> **Selection**
------------------------------------------------------------------------

Weekly Workshop: Insomnia, ValueHive Podcast, Michael Price, Michael Mauboussin, Pierre Andurand
"You talk about focus. I love to ask people, 'Okay, it's February. If you can only do one thing this year, what would it be? And why?'" Frank Slootman
Last week, I was a guest on Brandon Beylo’s Value Hive podcast. I had a blast talking with Brandon about the importance of nuance and the dangers of storytelling in investing, conviction and ego, navigating Fintwit, and some of the people I’ve written about, including Stanley Druckenmiller, Peter Lynch, Bill Miller, and Paul Tudor Jones.
One lesson I learned from the way Brandon built his podcast was the value of consistency. My tendency has been to work on a lot of things in parallel and I’ve long walked a fine line between being productive and getting lost in my notes and to-do lists. This past week, a struggle with insomnia smashed my daily routines and upset the fragile mental web connecting all my books and notepads (think of it as going to sleep at ~11pm but falling asleep at +/- 3am).

------------------------------------------------------------------------

> **Exercise details**
Quote the workshop post word for word, from "Weekly Workshop: Insomnia, ValueHive" to "Paul Tudor Jones.".

> **Material provided**

------------------------------------------------------------------------

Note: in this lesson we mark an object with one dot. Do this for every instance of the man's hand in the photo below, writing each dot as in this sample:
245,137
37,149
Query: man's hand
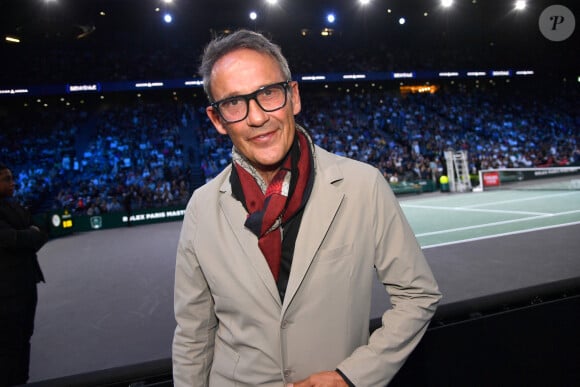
322,379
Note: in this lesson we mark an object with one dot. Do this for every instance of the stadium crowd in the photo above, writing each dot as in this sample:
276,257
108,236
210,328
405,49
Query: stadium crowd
123,152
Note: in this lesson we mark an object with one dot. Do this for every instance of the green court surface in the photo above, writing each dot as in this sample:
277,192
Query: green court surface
439,220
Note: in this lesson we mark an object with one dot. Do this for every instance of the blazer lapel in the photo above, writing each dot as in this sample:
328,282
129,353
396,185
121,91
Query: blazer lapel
318,216
236,216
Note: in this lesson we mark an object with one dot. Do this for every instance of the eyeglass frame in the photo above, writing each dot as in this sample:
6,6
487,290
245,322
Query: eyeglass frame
252,96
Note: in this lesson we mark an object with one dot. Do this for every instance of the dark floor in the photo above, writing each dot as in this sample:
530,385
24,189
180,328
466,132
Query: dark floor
108,303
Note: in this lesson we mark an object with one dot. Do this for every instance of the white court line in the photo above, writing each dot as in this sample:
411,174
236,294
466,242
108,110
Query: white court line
469,209
451,230
498,235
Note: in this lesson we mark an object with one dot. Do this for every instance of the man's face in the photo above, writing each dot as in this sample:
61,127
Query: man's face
263,138
6,183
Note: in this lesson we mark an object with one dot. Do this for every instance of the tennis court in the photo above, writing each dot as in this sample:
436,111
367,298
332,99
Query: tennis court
108,298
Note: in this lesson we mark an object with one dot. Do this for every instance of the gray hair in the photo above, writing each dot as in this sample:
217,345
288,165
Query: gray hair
223,45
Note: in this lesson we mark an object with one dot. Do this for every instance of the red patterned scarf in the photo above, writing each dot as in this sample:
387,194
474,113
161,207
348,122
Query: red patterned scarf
286,194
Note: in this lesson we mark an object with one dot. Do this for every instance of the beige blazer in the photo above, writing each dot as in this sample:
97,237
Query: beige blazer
232,329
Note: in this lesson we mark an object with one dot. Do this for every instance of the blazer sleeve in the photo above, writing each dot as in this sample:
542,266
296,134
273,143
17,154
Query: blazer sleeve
414,294
194,336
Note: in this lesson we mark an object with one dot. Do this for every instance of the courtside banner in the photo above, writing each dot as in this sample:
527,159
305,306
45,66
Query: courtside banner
491,179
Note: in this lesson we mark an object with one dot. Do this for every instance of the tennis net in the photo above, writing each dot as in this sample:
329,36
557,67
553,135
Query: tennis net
552,178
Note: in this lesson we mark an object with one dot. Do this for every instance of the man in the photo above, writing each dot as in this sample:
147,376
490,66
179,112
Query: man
277,254
19,274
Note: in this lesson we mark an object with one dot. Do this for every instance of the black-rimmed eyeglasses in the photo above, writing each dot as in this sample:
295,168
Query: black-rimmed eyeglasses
269,98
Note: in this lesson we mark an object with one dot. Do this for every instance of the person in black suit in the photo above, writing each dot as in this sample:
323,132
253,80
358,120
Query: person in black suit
20,240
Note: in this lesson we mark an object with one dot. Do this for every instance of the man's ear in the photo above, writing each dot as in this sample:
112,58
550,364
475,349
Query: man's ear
216,120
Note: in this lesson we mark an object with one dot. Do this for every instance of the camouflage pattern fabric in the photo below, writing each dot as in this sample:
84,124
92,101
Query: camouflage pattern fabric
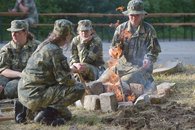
47,80
141,43
15,58
90,53
32,17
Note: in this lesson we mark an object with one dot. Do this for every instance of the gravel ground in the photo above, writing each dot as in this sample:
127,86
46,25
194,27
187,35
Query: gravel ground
183,51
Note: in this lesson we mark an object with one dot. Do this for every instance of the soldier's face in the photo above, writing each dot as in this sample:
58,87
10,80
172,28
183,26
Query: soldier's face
19,37
135,19
85,33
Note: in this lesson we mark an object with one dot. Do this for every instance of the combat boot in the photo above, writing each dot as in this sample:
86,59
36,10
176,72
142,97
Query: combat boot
20,112
49,116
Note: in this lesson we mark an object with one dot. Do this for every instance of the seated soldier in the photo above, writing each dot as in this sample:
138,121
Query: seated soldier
14,56
135,47
47,87
87,55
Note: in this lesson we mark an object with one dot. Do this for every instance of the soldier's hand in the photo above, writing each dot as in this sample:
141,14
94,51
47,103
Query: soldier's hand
79,66
19,1
115,52
146,63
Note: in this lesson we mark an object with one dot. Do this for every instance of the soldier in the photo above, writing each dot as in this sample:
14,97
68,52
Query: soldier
139,44
135,47
47,86
14,56
87,55
29,7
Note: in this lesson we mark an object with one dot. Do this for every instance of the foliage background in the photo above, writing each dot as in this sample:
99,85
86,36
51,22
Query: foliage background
106,6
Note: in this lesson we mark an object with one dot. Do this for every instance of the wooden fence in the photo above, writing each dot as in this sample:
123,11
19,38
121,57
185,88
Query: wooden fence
164,29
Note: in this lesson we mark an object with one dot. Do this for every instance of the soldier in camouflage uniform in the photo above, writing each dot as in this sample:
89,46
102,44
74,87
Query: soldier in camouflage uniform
47,85
14,56
27,6
135,47
87,55
140,47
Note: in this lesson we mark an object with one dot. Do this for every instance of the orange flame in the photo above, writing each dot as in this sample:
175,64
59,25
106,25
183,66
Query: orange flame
125,34
131,98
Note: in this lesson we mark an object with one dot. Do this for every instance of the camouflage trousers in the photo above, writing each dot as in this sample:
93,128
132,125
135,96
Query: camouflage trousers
10,87
57,97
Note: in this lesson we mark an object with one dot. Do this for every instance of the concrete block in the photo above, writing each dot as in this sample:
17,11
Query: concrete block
92,102
108,102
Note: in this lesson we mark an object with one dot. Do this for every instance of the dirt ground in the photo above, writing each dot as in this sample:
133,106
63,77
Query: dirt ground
171,115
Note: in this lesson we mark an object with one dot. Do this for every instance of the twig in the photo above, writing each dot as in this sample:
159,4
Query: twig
87,89
120,86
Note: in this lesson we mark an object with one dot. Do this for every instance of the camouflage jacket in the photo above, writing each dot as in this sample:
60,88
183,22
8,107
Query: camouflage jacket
136,46
45,68
14,57
91,52
32,8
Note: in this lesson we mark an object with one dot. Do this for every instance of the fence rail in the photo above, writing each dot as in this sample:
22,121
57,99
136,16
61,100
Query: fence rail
164,29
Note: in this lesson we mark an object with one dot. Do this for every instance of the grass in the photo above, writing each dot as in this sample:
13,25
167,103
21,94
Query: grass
183,92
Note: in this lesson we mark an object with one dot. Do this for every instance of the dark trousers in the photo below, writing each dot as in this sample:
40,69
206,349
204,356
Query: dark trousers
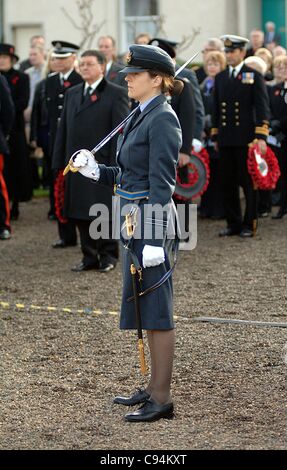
96,252
67,232
4,199
233,174
211,204
281,154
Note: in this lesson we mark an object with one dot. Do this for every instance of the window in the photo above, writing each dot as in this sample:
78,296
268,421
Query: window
138,16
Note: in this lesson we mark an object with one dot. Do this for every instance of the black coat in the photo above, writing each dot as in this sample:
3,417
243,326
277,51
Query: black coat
17,165
84,125
55,94
184,107
199,109
114,76
241,108
7,114
39,117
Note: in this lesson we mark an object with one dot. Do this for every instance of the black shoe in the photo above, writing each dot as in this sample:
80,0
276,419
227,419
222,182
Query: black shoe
280,214
5,234
14,215
83,267
150,411
228,232
105,267
140,396
62,244
246,233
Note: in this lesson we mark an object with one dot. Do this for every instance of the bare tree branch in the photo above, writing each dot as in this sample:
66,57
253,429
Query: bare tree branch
85,25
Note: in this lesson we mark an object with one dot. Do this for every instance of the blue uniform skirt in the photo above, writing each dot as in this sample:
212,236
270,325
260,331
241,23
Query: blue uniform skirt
156,307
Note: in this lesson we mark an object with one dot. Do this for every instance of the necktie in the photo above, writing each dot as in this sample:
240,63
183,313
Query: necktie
233,74
88,94
134,117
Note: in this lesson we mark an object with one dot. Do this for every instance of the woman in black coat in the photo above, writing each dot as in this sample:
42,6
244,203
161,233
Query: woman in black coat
17,166
147,156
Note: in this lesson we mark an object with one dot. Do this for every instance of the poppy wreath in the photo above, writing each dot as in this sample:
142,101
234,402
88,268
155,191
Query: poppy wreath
192,176
268,181
59,193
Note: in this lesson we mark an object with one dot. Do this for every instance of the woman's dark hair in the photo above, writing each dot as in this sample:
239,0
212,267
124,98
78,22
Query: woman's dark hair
169,84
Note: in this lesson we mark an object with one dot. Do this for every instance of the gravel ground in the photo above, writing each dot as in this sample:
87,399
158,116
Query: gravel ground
60,369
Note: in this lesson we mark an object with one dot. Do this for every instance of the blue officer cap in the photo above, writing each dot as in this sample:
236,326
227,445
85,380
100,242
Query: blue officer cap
142,58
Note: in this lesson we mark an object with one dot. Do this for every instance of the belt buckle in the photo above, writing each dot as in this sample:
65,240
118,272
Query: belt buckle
131,221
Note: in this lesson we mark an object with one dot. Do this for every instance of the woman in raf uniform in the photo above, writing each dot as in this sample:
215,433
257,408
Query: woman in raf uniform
147,156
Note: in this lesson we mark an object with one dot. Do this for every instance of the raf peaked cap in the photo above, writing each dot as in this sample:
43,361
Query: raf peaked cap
63,49
142,58
232,42
167,46
8,49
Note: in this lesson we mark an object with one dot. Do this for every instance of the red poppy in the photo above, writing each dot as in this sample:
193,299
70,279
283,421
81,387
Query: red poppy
15,80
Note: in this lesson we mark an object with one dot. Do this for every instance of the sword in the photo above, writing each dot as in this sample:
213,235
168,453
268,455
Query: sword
106,139
138,320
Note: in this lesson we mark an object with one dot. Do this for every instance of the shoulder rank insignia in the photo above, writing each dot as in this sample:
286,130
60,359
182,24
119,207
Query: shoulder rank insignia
248,78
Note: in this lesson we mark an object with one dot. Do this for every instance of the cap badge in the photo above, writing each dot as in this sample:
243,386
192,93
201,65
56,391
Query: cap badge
129,57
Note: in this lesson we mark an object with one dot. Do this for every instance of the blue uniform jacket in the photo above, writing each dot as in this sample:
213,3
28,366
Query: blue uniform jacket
147,156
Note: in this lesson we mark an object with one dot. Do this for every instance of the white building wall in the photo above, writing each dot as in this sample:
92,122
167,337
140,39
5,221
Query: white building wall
213,17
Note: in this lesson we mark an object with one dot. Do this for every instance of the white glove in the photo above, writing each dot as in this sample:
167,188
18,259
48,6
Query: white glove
85,161
197,145
152,256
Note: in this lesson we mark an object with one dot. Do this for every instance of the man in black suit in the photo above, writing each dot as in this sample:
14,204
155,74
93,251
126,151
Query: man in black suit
241,114
212,44
271,39
107,46
256,42
57,85
90,112
7,114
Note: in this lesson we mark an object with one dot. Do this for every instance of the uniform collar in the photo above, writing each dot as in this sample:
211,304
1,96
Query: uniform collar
237,68
147,102
66,75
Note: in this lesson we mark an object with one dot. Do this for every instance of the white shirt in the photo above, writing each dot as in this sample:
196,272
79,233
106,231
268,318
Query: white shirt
237,69
147,102
93,86
108,66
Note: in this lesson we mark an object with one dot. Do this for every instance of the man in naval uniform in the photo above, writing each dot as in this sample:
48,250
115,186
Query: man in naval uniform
56,86
240,117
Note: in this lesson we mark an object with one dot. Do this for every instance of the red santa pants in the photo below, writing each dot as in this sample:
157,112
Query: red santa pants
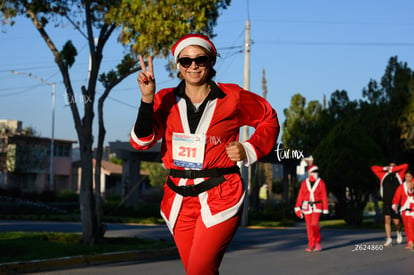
312,228
408,222
201,249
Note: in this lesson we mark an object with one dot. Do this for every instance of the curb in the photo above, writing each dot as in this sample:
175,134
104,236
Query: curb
77,261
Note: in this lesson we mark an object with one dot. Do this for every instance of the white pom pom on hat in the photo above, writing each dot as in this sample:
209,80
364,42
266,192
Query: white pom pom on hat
190,40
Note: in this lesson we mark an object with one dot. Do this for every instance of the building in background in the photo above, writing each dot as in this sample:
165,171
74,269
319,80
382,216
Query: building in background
25,160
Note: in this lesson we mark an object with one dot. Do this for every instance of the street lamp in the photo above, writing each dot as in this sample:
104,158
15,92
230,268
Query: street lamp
52,140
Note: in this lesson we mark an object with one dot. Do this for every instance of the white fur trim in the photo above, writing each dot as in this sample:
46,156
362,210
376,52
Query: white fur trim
250,153
192,41
140,142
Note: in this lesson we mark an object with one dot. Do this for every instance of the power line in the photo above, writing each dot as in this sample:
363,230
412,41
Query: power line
327,43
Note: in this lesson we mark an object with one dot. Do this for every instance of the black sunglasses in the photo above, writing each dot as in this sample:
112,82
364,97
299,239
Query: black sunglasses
201,61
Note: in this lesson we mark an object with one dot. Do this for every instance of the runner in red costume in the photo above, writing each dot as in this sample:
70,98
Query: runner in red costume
312,201
402,203
390,178
199,123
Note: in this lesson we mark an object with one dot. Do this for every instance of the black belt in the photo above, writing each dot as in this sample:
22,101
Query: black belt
195,189
206,173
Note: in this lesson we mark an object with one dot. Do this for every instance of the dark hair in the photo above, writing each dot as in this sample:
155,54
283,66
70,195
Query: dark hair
211,56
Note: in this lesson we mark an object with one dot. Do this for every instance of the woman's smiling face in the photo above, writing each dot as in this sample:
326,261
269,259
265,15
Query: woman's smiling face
194,74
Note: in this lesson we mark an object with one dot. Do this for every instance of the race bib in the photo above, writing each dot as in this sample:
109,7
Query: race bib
188,150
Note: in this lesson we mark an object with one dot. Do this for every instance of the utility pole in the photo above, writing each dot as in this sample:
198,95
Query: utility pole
52,139
246,171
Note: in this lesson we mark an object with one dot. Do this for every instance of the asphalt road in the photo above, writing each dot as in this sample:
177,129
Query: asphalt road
267,251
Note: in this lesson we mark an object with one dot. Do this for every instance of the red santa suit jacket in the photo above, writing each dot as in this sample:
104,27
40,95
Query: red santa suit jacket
403,198
220,123
382,171
312,198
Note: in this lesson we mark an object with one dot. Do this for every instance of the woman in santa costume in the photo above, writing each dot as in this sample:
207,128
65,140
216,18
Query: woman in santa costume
312,201
402,203
391,177
199,123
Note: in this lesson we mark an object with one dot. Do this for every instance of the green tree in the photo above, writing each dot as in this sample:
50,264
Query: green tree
394,109
300,129
144,27
344,156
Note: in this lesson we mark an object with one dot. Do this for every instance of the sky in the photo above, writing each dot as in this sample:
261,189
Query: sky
308,47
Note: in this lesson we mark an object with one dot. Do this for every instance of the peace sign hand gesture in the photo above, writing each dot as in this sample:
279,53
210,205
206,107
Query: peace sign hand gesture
146,80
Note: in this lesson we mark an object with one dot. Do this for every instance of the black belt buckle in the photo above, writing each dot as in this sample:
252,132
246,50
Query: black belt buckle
189,174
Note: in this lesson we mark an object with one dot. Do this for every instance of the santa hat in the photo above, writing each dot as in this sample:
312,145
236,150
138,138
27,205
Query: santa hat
193,39
313,168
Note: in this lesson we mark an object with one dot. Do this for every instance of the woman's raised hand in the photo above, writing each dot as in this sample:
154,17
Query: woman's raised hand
146,80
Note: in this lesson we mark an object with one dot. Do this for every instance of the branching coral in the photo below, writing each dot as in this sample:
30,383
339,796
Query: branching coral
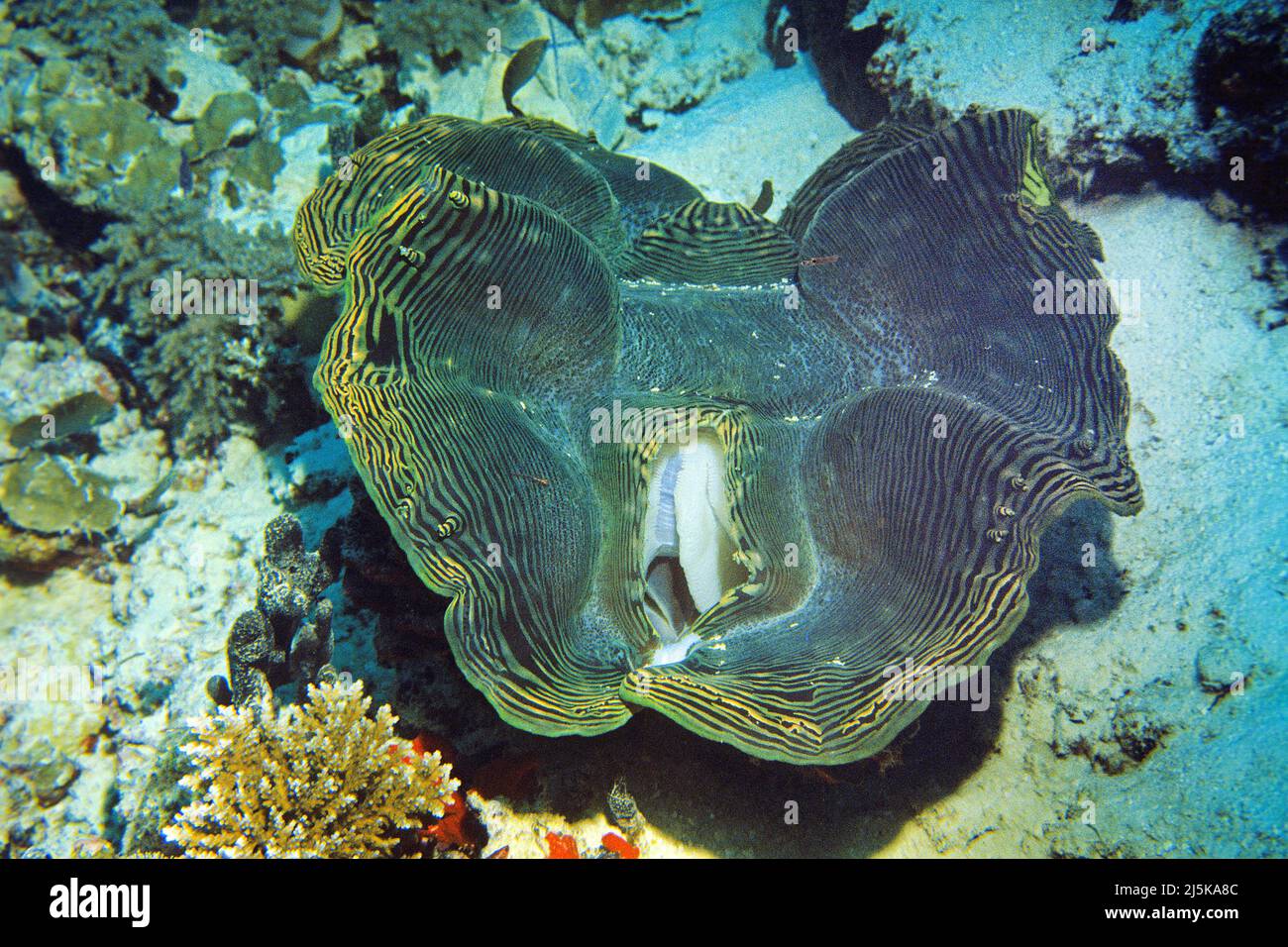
205,368
317,781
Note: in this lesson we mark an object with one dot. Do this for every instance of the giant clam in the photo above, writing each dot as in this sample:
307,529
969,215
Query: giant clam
662,453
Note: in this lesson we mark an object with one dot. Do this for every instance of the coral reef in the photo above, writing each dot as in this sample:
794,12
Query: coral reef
316,781
204,369
116,43
1240,68
1113,94
454,33
287,635
575,595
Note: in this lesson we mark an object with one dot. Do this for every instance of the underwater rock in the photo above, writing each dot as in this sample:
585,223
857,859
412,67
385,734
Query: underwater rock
1240,69
52,493
787,525
1109,91
567,88
48,392
197,77
90,146
666,65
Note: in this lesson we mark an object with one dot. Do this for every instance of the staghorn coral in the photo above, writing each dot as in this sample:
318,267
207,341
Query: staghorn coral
317,781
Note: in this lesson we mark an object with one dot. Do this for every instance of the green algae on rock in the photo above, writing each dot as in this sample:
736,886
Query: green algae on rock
739,496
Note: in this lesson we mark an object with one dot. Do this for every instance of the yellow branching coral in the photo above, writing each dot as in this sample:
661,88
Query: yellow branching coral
314,781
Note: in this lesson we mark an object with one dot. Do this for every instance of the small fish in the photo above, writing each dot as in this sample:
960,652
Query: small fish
184,172
522,67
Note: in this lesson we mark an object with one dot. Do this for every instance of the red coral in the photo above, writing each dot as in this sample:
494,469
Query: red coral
562,845
619,847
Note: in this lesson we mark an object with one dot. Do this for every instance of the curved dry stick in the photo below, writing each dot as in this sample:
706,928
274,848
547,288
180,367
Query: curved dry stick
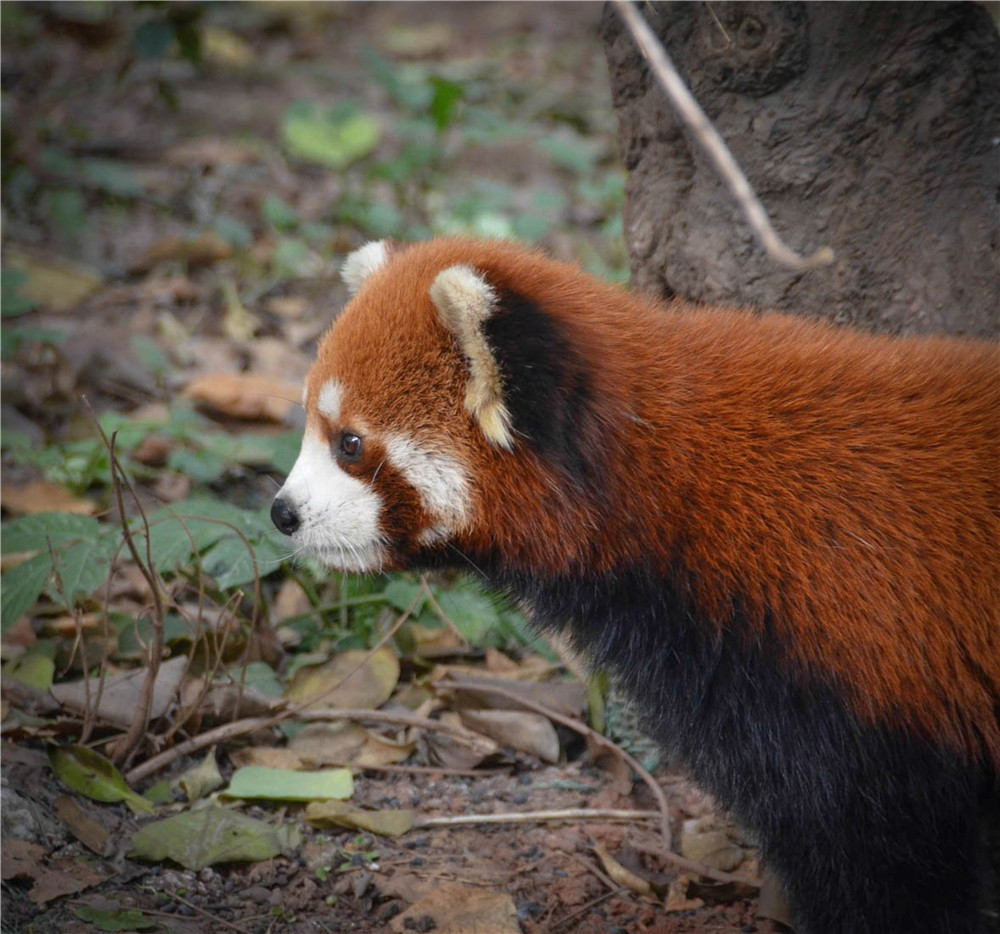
534,817
583,730
713,144
251,724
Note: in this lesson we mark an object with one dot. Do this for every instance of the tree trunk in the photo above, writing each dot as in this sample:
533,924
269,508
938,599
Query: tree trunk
873,128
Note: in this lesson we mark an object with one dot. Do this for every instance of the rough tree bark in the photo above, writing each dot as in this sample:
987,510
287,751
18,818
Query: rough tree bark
873,128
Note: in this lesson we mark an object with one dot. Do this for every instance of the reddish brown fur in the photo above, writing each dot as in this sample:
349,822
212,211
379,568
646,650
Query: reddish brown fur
849,480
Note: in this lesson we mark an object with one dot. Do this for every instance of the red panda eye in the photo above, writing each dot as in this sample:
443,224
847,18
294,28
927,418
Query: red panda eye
349,447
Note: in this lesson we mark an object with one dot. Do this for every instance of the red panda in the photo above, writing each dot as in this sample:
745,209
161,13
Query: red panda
783,538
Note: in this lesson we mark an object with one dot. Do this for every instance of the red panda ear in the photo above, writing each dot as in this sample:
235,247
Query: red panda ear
465,301
360,264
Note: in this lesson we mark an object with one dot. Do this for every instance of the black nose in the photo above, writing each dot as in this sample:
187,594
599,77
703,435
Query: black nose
284,517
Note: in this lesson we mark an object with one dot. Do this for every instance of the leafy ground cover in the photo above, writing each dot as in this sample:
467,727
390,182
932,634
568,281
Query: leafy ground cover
199,732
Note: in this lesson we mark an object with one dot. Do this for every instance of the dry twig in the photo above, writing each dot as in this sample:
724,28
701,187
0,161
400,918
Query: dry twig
533,817
712,143
583,730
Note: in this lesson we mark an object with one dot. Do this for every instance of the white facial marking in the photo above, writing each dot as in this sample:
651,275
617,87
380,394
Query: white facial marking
439,478
339,514
329,400
360,264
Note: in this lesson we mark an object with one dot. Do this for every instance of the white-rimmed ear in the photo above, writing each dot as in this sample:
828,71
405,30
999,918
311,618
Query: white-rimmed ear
360,264
465,301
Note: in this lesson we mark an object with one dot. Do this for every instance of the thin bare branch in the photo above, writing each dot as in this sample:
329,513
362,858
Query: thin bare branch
584,730
714,146
534,817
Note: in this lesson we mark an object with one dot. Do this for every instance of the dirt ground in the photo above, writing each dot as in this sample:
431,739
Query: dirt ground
191,134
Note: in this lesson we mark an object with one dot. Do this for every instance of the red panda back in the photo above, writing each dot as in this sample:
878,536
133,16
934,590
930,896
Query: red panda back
782,537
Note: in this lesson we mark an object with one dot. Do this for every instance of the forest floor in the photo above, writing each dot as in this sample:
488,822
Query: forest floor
180,183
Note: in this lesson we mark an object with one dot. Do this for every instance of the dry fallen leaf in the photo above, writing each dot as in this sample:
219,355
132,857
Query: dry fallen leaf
208,151
50,878
272,757
244,396
515,729
454,752
120,697
564,697
622,876
90,832
203,250
677,898
386,822
459,909
354,678
52,281
346,744
704,841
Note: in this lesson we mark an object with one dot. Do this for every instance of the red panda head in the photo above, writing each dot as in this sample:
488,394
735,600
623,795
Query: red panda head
404,405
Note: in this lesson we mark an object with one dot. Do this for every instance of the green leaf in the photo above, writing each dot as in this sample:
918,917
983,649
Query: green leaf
473,613
233,231
37,532
258,781
260,676
279,213
113,178
83,567
153,39
92,775
34,668
386,823
332,138
117,919
200,465
572,155
201,779
12,302
229,561
447,94
67,209
22,585
401,594
290,257
211,835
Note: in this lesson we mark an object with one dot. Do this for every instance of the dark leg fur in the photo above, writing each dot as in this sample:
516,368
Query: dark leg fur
874,831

------------------------------------------------------------------------

> **Correct output**
Weekly Workshop: Insomnia, ValueHive Podcast, Michael Price, Michael Mauboussin, Pierre Andurand
"You talk about focus. I love to ask people, 'Okay, it's February. If you can only do one thing this year, what would it be? And why?'" Frank Slootman
Last week, I was a guest on Brandon Beylo’s Value Hive podcast. I had a blast talking with Brandon about the importance of nuance and the dangers of storytelling in investing, conviction and ego, navigating Fintwit, and some of the people I’ve written about, including Stanley Druckenmiller, Peter Lynch, Bill Miller, and Paul Tudor Jones.